[Excerpt]
MWAA constructed a Silver Line extension of the D.C. Metrorail system, which completed the long-awaited rail link between downtown Washington, Tysons, Reston, Dulles Airport, and eastern Loudoun County. Phase 1, which was completed in 2014, extended the Metrorail system to Reston, Virginia. Phase 2 included the construction of the rail infrastructure, stations, pedestrian bridges to the stations, systems, and entrance pavilions, as well as the aerial tracks at Dulles Airport. A rail and maintenance yard on 90 acre of airport-owned property was also built to serve the needs of the entire Metro system. The project was completed in November 2022.

== Police and fire ==

The Metropolitan Washington Airports Authority has its own, full-service, state (Virginia) accredited police department which patrols airport properties and grounds, including the Dulles Airport Access Highway, the Dulles Toll Road and the area 300 yards surrounding the airports. The Virginia State Police, Fairfax County Police, and Loudoun County Sheriff's also exercise police power over the airport property within their respective jurisdiction including the Dulles Airport Access Highway and the Dulles Toll Road. Virginia law also grants concurrent jurisdiction to the Arlington County Police for Reagan National Airport.
[/Excerpt]
[Material shown]
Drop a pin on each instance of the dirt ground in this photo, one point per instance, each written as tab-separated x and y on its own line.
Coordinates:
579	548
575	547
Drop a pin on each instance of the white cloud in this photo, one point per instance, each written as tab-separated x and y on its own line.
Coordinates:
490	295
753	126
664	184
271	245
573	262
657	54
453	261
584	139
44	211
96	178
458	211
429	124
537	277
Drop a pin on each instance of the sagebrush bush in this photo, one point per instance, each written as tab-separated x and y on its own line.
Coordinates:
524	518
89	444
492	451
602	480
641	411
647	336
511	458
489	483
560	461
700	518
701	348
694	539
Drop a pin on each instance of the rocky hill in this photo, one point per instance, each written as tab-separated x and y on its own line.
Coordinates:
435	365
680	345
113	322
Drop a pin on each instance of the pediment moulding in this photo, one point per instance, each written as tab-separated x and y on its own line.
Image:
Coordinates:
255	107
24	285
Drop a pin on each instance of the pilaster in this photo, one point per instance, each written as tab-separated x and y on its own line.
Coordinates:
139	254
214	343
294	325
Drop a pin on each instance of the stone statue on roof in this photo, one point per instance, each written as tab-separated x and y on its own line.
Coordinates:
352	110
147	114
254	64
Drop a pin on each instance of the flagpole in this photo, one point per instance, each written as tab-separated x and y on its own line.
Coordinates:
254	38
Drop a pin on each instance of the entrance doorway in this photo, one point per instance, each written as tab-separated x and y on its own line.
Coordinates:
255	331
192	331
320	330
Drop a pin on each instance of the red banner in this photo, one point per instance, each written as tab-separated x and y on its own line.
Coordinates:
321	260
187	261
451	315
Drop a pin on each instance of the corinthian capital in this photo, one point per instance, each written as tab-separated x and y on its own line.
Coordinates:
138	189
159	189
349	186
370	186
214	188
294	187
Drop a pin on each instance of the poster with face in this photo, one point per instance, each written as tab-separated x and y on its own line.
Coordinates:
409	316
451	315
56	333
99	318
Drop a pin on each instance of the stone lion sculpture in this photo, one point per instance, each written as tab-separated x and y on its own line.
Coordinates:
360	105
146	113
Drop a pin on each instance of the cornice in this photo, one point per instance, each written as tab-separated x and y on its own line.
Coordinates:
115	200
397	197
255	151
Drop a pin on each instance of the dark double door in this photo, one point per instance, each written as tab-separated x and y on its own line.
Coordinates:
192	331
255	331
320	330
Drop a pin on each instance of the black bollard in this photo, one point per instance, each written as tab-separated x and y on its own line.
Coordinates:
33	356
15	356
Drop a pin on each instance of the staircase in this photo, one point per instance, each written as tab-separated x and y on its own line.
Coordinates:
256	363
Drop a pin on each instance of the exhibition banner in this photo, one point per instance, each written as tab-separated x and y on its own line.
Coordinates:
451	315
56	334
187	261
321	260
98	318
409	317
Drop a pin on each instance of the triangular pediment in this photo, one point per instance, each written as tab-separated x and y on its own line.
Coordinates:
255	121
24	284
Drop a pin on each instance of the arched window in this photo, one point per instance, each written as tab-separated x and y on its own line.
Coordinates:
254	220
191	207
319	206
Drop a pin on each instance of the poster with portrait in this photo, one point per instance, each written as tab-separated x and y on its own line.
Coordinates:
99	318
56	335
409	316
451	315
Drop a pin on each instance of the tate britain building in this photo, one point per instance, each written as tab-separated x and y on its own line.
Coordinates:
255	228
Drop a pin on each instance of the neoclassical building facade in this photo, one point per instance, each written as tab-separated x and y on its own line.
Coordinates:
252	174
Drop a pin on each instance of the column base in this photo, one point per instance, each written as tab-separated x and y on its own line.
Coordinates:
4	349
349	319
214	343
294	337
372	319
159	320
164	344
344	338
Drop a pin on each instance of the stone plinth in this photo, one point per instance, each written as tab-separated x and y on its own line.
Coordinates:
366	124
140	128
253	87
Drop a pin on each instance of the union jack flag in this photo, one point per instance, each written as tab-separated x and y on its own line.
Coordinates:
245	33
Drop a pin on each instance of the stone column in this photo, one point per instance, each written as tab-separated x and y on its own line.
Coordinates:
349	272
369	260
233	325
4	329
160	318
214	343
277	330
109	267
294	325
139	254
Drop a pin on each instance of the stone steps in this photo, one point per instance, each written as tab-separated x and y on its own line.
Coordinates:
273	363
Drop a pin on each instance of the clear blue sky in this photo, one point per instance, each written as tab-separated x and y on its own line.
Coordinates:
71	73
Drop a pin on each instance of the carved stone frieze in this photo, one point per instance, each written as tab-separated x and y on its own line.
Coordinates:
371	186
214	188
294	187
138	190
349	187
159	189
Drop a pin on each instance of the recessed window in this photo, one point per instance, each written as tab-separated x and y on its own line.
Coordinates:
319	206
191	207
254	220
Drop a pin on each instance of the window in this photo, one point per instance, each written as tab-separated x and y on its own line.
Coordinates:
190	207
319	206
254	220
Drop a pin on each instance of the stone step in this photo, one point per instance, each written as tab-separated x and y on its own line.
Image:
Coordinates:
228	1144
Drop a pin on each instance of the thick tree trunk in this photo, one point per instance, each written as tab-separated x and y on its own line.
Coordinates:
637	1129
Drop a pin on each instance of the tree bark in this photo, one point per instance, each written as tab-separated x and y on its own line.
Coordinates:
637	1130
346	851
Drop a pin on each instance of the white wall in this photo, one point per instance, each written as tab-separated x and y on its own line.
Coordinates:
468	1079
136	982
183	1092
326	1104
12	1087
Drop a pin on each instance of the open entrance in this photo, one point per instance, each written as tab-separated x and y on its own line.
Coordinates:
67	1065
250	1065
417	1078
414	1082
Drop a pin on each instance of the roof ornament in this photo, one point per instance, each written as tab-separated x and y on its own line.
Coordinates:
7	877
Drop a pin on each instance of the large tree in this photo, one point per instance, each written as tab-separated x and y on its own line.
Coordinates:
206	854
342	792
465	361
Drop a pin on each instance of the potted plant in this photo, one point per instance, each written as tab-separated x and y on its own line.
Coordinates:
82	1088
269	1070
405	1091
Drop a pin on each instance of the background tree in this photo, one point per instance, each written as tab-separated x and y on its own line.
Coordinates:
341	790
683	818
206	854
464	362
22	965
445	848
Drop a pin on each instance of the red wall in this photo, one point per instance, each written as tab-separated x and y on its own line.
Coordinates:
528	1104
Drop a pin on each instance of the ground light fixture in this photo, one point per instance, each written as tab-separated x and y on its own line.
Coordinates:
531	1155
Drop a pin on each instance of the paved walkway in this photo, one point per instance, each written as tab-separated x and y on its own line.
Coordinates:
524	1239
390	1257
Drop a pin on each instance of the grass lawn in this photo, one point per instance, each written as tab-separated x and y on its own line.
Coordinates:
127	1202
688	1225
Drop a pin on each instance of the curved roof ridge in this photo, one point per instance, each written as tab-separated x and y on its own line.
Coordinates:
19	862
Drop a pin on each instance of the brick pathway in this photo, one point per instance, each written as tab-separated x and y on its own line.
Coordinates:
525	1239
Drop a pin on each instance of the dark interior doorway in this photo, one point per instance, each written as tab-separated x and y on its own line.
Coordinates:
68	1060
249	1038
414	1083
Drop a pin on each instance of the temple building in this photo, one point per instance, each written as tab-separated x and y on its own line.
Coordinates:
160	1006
[/Material shown]
Instructions for the task
Can you reproduce the airports authority excerpt above word for word, from start to finish?

Output for this exercise
MWAA constructed a Silver Line extension of the D.C. Metrorail system, which completed the long-awaited rail link between downtown Washington, Tysons, Reston, Dulles Airport, and eastern Loudoun County. Phase 1, which was completed in 2014, extended the Metrorail system to Reston, Virginia. Phase 2 included the construction of the rail infrastructure, stations, pedestrian bridges to the stations, systems, and entrance pavilions, as well as the aerial tracks at Dulles Airport. A rail and maintenance yard on 90 acre of airport-owned property was also built to serve the needs of the entire Metro system. The project was completed in November 2022.

== Police and fire ==

The Metropolitan Washington Airports Authority has its own, full-service, state (Virginia) accredited police department which patrols airport properties and grounds, including the Dulles Airport Access Highway, the Dulles Toll Road and the area 300 yards surrounding the airports. The Virginia State Police, Fairfax County Police, and Loudoun County Sheriff's also exercise police power over the airport property within their respective jurisdiction including the Dulles Airport Access Highway and the Dulles Toll Road. Virginia law also grants concurrent jurisdiction to the Arlington County Police for Reagan National Airport.